• _What you need to do_
Please transcribe every entry below exactly as written.
(Data provided begins)
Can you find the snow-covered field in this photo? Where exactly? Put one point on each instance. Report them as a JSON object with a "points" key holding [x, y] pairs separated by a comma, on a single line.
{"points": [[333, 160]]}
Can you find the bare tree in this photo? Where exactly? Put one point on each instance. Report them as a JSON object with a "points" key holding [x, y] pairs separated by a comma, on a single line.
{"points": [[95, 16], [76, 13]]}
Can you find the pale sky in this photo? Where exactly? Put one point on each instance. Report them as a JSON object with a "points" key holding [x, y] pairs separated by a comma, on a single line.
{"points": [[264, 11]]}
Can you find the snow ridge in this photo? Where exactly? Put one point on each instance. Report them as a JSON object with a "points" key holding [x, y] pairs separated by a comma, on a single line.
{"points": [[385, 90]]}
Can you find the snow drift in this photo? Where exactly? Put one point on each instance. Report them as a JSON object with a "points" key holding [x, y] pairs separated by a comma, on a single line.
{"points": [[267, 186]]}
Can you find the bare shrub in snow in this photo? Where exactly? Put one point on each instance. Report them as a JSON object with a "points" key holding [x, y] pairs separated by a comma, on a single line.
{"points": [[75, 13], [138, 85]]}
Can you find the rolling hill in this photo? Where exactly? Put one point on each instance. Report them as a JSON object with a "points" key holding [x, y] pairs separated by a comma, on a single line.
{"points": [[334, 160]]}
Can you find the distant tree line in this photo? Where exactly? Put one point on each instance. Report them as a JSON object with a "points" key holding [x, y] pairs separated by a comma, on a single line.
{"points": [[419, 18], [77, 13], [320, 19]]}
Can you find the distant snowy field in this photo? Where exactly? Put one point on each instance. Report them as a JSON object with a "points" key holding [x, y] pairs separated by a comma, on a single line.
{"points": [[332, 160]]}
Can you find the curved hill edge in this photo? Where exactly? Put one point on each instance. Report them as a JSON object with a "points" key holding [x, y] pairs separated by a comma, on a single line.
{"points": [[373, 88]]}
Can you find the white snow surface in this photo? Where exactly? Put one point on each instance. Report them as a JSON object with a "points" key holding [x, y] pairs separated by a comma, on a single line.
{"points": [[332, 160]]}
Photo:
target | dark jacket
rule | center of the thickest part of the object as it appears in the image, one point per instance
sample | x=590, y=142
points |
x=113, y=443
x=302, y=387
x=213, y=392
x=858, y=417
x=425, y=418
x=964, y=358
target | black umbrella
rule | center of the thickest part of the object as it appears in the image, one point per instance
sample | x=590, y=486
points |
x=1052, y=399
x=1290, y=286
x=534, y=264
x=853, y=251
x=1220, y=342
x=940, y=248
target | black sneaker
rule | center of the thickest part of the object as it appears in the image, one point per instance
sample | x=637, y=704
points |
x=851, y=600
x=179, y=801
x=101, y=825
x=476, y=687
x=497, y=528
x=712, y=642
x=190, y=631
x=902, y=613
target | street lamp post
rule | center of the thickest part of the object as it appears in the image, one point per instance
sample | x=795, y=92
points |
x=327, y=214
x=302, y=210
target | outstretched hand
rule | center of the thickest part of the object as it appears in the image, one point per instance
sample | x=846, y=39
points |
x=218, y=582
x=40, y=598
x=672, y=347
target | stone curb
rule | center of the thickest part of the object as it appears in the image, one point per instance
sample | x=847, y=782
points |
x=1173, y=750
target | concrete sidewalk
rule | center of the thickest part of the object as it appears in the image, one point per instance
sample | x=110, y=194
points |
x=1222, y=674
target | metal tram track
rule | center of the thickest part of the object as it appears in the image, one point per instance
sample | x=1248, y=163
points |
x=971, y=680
(Data provided ends)
• _Output of the exercise_
Can you find the snow-covered field in this photo? Where exactly? Put one point on each instance. Report them as a JSON object with a "points" key holding [x, y] pairs separated by a comma, on a single line.
{"points": [[333, 160]]}
Can you find the bare tree in this photo? Where exactly? Put one point on each instance. Report them as a JSON object with a "points" key holding [x, y] pairs separated by a comma, on a single line.
{"points": [[95, 16], [76, 13]]}
Can you find the pale sky in this photo? Where exactly? Put one point on each instance. Report them as a JSON object with a "points" key holding [x, y] pairs separated by a comma, on a single line.
{"points": [[264, 11]]}
Can you find the snow ridge in this photo? Where exactly? Put one point on each instance. Report them as a JSON object with a "points" key holding [x, y] pairs separated by a comma, on a single line.
{"points": [[385, 90]]}
Can you find the snow drift in this photo? Where exactly? Put one point on each instance. Report them as a JSON object with a "points" key holding [x, y] pairs separated by a comma, on a single line.
{"points": [[267, 186]]}
Can you find the bare shrub in snow in this photo? Where exactly? Put one point on each instance. Report them as a JSON object with a "points" key holding [x, y] pairs separated by a comma, on a single line.
{"points": [[75, 13], [138, 85]]}
Can you find the rolling hill in this photo? Where exactly? Put one point on each instance. Report them as a JSON object with a "points" key holding [x, y] pairs separated by a comma, on a single line.
{"points": [[334, 160]]}
Can you find the distant tree line in this photo? Where exactly? Put one point on each instance. Report them as a JSON object with a "points" key holding [x, y] pairs separated by a comma, on a single line.
{"points": [[419, 18], [77, 13], [320, 19]]}
Can you find the distant snowy field in this photo? Where exactly? Put one point on each instance. Report them as a JSON object with a "points" key holding [x, y] pairs separated by a comma, on a single line.
{"points": [[332, 160]]}
Can you find the curved hill edge in this photo? Where exactly? Put one point on each instance. Report them as a JSON object with a "points" key holding [x, y] pairs separated by a comma, on a single line.
{"points": [[373, 88]]}
Can you find the white snow surface in this photo? Where exactly? Put one point on each instance. Report them as a JSON object with a "points" key holding [x, y] pairs separated by a comma, on a single line.
{"points": [[332, 160]]}
Photo:
target | dark jacket
rule | center of the thickest part of the object as it appears in the image, one point per instance
sample | x=590, y=142
points |
x=113, y=443
x=302, y=387
x=213, y=392
x=858, y=417
x=425, y=418
x=964, y=358
target | black umbrella
rule | center of the thickest part of the object as it appears in the image, one point per instance
sample | x=590, y=486
points |
x=1052, y=399
x=1290, y=286
x=534, y=264
x=853, y=251
x=1220, y=342
x=940, y=248
target | black sneaker
rule | center of the thickest part of the object as it appears in the image, one point per instance
sample | x=637, y=704
points |
x=851, y=600
x=179, y=801
x=101, y=825
x=476, y=687
x=497, y=528
x=712, y=642
x=190, y=631
x=902, y=613
target | street lamp post
rule | center of the thickest part of the object as it appears in the image, one point per instance
sample | x=795, y=92
points |
x=327, y=214
x=302, y=210
target | outstretched hand
rule | center of the thickest part of the object as it appears in the image, one point per instance
sample | x=846, y=39
points |
x=218, y=582
x=40, y=598
x=672, y=347
target | stone curb
rule | center of the thickest part of the object as it appears in the image, one point per instance
sample | x=847, y=782
points |
x=1173, y=750
target | concrete sidewalk
rule | center of the thickest part of the object as it appears in the image, one point per instance
sample | x=110, y=194
points |
x=1222, y=674
target | metal tram track
rule | center of the thickest part of the object as it appears in the image, one point per instance
sample | x=1248, y=163
points |
x=971, y=680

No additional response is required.